▶ _RECORD EXTRACTS_:
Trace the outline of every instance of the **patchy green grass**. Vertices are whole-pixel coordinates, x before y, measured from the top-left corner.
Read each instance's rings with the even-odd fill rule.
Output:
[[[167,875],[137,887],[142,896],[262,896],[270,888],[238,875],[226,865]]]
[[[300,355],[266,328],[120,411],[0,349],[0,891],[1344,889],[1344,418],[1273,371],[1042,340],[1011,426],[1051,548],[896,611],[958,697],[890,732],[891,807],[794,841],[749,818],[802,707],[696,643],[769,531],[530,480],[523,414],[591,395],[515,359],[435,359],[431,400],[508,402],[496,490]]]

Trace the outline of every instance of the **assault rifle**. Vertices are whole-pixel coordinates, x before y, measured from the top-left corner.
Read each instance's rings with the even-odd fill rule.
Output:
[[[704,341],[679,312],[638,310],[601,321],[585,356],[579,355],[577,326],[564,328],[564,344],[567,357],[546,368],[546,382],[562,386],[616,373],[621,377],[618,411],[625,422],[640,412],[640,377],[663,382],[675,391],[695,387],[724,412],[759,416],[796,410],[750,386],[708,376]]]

▶ _WHAT NEEDS TO BE DONE_:
Starting with the line containing "Trace the outline of every instance of the **assault" and going on through the end of the items, write those lines out again with "top-left corner" changed to "upper-left corner" and nothing else altered.

▶ _SOLUTION_:
Trace the outline of every instance of the **assault rifle**. Vertices are whole-pixel coordinates, x before y, measured from the upper-left corner.
Read each instance's rings with the even-odd fill rule.
Output:
[[[704,341],[679,312],[638,310],[601,321],[585,356],[579,355],[577,326],[564,328],[564,344],[567,357],[546,368],[546,382],[562,386],[616,373],[621,377],[618,411],[625,422],[640,412],[640,377],[663,382],[675,391],[695,387],[724,412],[759,416],[796,410],[750,386],[708,376]]]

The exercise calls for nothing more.